Collection entries:
****

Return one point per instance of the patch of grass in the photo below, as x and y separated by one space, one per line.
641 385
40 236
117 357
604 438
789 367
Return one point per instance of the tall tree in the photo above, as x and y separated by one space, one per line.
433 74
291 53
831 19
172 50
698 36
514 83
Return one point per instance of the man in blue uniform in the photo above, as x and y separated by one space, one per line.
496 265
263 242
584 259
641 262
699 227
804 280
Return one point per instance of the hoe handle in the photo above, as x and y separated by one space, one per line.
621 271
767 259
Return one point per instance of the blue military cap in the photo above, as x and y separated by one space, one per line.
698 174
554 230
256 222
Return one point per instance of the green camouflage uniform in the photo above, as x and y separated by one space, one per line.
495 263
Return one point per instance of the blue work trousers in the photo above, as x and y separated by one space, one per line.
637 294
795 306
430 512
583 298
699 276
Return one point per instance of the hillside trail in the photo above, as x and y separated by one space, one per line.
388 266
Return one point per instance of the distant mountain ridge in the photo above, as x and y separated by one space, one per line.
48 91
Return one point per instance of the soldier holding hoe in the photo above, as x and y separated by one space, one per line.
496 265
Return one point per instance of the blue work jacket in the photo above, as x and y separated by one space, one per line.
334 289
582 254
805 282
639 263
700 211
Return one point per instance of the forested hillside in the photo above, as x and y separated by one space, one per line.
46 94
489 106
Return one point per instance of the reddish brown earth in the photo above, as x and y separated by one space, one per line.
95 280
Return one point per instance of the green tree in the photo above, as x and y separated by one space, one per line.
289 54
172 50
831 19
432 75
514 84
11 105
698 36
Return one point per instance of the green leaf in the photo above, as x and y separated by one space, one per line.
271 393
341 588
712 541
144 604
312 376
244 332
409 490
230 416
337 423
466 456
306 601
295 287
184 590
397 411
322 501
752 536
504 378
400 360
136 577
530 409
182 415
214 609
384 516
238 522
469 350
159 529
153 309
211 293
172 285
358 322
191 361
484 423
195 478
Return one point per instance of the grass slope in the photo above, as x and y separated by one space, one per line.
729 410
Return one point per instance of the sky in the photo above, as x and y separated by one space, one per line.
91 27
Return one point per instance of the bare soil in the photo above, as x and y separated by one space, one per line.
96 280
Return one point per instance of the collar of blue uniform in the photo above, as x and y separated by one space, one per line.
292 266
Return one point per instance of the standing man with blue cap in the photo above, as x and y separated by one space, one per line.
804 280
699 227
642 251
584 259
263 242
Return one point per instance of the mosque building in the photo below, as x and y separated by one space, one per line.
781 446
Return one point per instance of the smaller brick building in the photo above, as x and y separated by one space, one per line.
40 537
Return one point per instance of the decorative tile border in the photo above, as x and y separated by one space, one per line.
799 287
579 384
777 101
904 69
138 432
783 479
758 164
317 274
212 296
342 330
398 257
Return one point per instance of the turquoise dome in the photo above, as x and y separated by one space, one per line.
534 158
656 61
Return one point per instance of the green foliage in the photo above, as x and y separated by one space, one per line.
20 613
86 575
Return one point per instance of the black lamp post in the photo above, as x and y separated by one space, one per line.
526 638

****

Problem description: Convert the lines above into a JSON array of strings with one string per line, leaving out any blank lines.

Worked answer:
[
  "Return one point per instance of the patch of grass in the photo below, as x and y separated by one space, one per line.",
  "641 385",
  "40 236",
  "117 357",
  "604 438",
  "789 367",
  "Return one point per instance of the tall tree in the photo above, as x and y separated by one space, one per line.",
  "433 74",
  "291 53",
  "831 19",
  "172 50",
  "698 36",
  "514 83",
  "Return one point per instance of the man in blue uniform in the photo above, as x and y separated by one space, one per line.",
  "496 265",
  "263 242",
  "584 259",
  "641 262",
  "699 227",
  "804 280",
  "Return one point per instance of the hoe handle in the photo above, as x and y separated by one space, one per line.",
  "621 271",
  "767 259",
  "Return one point per instance of the blue military cap in the photo above, as x and y separated by one space, one per line.",
  "698 174",
  "554 230",
  "256 222",
  "Return one point per instance of the green camouflage uniform in the photo above, as x and y separated by one space, one per line.",
  "495 263",
  "Return one point per instance of the blue work trousers in the photo above, as x and y separated by one space, one per line.",
  "637 294",
  "795 306",
  "430 512",
  "583 298",
  "699 276",
  "Return one point per instance of the hillside trail in the photo above, as x and y separated by one space, one per line.",
  "388 266",
  "Return one point per instance of the distant mountain ridge in the photo above, as x and y separated by one space, one per line.",
  "48 91",
  "Return one point per instance of the soldier holding hoe in the photo above, as x and y separated by one space, one per line.",
  "496 265",
  "Return one point per instance of the blue work jacket in the photo above, as x and y separated by one space, one per line.",
  "334 289",
  "582 254",
  "805 282",
  "639 263",
  "700 211",
  "Return one point per instance of the forested hillside in the photo above, as x and y separated by one space, one per line.",
  "46 94",
  "489 106",
  "Return one point per instance of the reddish brown earth in the photo above, as x and y separated by one space, one per line.",
  "95 280",
  "Return one point per instance of the green tree in the photo above, as x and y separated by one space, one per line.",
  "289 54",
  "172 50",
  "831 19",
  "432 75",
  "514 84",
  "11 105",
  "698 36",
  "Return one point per instance of the green leaf in the photo above, as x and y separated by one space, one per line.",
  "271 393",
  "341 588",
  "712 541",
  "144 604",
  "312 376",
  "244 332",
  "409 490",
  "230 416",
  "337 423",
  "466 456",
  "306 601",
  "295 287",
  "184 590",
  "397 411",
  "322 501",
  "752 536",
  "504 378",
  "400 360",
  "136 577",
  "530 409",
  "182 415",
  "214 609",
  "384 516",
  "238 522",
  "469 350",
  "159 529",
  "153 309",
  "211 293",
  "172 285",
  "358 322",
  "191 361",
  "484 423",
  "195 478",
  "Return one point per instance of the grass slope in the photo above, as x and y separated by one space, one per line.",
  "729 410",
  "Return one point per instance of the sky in the photo above, as x and y separated by one space, one per line.",
  "91 27",
  "Return one point per instance of the bare soil in the photo above, as x and y separated by one space, one per line.",
  "96 280",
  "Return one point per instance of the collar of blue uniform in the photo above, as x and y separated by one space, one per line.",
  "292 266",
  "Return one point per instance of the standing man with blue cap in the photo above, as x and y separated by one space, one per line.",
  "804 280",
  "699 227",
  "642 251",
  "584 259",
  "263 242",
  "Return one point per instance of the mosque building in the photo below, as x and y separated by one space, one per line.",
  "781 446",
  "Return one point per instance of the smaller brick building in the photo above, as x and y separated by one space, one per line.",
  "40 537",
  "Return one point per instance of the decorative tile border in the photo above, as x and y separated by one space, one per line.",
  "799 287",
  "579 384",
  "777 101",
  "904 69",
  "138 432",
  "783 479",
  "758 164",
  "317 274",
  "212 296",
  "342 330",
  "398 257",
  "Return one point per instance of the turquoise dome in the photo above, as x and y separated by one space, one per line.",
  "534 158",
  "656 61",
  "Return one point per instance of the green foliage in the photo above, as x and y separated by one space, one per line.",
  "20 613",
  "86 575",
  "Return one point per instance of the black lamp post in the photo above, as x and y separated by one space, one per line.",
  "526 638"
]